── SOURCE MATERIAL ──

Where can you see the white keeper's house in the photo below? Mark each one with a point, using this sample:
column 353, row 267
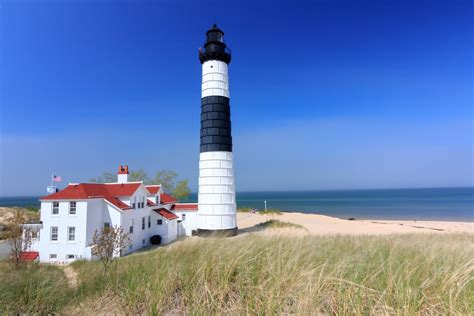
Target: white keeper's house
column 70, row 217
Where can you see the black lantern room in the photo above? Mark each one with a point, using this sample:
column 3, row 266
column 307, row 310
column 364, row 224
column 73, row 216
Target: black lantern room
column 215, row 47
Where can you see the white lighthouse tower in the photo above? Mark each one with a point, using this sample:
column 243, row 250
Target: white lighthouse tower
column 217, row 212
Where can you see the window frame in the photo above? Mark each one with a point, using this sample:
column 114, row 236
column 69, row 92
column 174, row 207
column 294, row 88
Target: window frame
column 69, row 234
column 53, row 208
column 51, row 234
column 71, row 207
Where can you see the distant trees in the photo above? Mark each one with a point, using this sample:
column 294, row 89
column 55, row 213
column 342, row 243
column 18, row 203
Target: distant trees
column 167, row 178
column 108, row 243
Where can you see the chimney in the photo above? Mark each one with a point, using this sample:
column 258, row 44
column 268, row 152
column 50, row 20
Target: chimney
column 122, row 175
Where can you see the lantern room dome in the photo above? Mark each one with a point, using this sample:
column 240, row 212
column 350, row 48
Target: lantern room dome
column 214, row 48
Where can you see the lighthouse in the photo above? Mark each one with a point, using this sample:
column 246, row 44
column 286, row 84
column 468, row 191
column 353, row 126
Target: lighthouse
column 217, row 211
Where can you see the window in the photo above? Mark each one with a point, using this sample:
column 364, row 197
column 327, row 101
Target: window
column 54, row 233
column 71, row 233
column 55, row 208
column 72, row 208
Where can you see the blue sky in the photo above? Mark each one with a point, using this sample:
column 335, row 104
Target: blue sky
column 324, row 94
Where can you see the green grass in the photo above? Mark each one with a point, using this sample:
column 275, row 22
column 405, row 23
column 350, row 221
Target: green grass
column 255, row 274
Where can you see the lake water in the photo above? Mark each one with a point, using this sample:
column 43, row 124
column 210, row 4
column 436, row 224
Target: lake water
column 415, row 204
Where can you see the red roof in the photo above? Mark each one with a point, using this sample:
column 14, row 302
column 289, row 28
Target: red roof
column 29, row 255
column 109, row 192
column 165, row 213
column 153, row 189
column 185, row 207
column 167, row 199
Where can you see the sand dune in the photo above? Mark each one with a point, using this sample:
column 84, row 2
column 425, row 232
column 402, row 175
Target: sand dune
column 326, row 225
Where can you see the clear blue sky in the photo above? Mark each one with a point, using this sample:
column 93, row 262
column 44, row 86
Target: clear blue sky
column 324, row 94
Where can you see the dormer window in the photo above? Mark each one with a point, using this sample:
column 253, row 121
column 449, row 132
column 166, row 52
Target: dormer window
column 72, row 208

───

Among the entries above, find the line with "Target: green grass" and the line with "column 289, row 28"; give again exactly these two lines and all lines between them.

Target: green grass
column 255, row 274
Where can you see the lake water in the photo above? Mark each one with a point, using this sample:
column 43, row 124
column 210, row 4
column 436, row 224
Target: lake water
column 415, row 204
Where can you see the red roof in the photo above? Mark each one with a point, using this sample:
column 14, row 302
column 289, row 28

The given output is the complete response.